--- Set exercise 1 ---
Rewrite the entries starting at the line containing "Target = pendant chandelier" and ending at the end of the entries, replacing "dividing" with "separating" and leaving everything else unchanged.

--- Document extract ---
[Start]
For example, I lived in the same area for forty years. In the course of that time it underwent a good deal of urbanization. Meadows turned into housing developments. Old buildings were bulldozed and turned into public parks, while other old buildings were replaced by newer buildings.

I remember how things used to look. I remember what was there. My personal memories are good evidence for what I believe. In many cases, there may be no corroborative evidence for what I remember.

Oral histories are often a valuable source of information for our knowledge of the past, but even if you were to discount such evidence, it may be good evidence for the individual who has a first-hand experience of the event.

In the nature of the case, the argument from religious experience is largely limited to insiders rather than outsiders. This doesn’t mean that an argument from experience is a mere makeweight.

“Are we to believe that monotheism and the resurrection are so easily established by argument that they are justified by reason alone? And is the absolute commitment of faith warranted by such arguments and reasons, which themselves do not yield absolute conclusions?”

See how Perry is now doing the very thing he accuses Jason of doing. Perry is going to make ecumenical councils a stopgap for the hiatus between the “raw data” of Scripture and irreformable dogma.

“I think you think that such issues are established much more easily. I suspect if you spent more time in the halls of academia you’d see that that such issues are far more complicated than the internet makes them appear.”

Note the condescension.

“Figuring things out isn’t as easy as just reading the Bible or reading some pop secondary literature.”

More condescension, and inaccurate condescension at that. As far as hermeneutics and exegetics are concerned, Jason and I are hardly reliant on “pop” secondary literature.
[End]
--- Given information ---
[Start]
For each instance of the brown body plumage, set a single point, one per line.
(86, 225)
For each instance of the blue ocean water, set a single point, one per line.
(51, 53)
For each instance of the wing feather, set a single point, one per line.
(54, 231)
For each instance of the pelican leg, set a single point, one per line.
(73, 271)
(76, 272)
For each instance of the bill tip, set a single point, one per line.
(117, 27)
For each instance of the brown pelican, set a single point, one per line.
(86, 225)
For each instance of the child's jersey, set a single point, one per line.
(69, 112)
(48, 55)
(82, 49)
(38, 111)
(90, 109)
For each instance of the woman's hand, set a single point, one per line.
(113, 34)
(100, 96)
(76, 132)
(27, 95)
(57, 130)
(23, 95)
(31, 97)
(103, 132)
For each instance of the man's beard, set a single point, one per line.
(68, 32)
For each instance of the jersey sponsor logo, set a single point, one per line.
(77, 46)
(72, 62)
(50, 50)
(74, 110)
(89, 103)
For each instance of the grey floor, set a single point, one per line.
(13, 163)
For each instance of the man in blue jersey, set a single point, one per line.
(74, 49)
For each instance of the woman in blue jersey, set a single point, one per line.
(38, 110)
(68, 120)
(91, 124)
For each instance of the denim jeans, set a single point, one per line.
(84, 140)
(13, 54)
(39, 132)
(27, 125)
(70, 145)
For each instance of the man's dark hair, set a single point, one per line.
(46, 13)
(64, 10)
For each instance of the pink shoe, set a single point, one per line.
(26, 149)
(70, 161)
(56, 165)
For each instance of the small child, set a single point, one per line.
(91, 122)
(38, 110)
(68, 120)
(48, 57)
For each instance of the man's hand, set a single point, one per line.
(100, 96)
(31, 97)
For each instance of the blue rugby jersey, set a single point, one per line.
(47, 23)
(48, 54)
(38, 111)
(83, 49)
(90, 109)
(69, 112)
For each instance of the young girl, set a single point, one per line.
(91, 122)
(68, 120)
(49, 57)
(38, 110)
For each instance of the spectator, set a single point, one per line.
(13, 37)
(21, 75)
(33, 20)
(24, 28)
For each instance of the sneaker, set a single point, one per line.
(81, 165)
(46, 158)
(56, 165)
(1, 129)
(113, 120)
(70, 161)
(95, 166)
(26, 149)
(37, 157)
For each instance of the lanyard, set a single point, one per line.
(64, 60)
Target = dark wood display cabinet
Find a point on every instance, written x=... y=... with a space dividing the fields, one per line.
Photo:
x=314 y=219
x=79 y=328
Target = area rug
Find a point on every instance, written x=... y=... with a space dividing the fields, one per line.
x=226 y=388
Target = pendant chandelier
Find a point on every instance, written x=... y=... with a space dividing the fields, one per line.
[End]
--- Set exercise 2 ---
Reproduce word for word the passage of the excerpt on memory and religious argument starting at "In the nature" and ending at "and irreformable dogma.".

--- Final result 1 ---
Target = pendant chandelier
Find a point on every instance, written x=... y=... with a space separating the fields, one per line.

--- Final result 2 ---
In the nature of the case, the argument from religious experience is largely limited to insiders rather than outsiders. This doesn’t mean that an argument from experience is a mere makeweight.

“Are we to believe that monotheism and the resurrection are so easily established by argument that they are justified by reason alone? And is the absolute commitment of faith warranted by such arguments and reasons, which themselves do not yield absolute conclusions?”

See how Perry is now doing the very thing he accuses Jason of doing. Perry is going to make ecumenical councils a stopgap for the hiatus between the “raw data” of Scripture and irreformable dogma.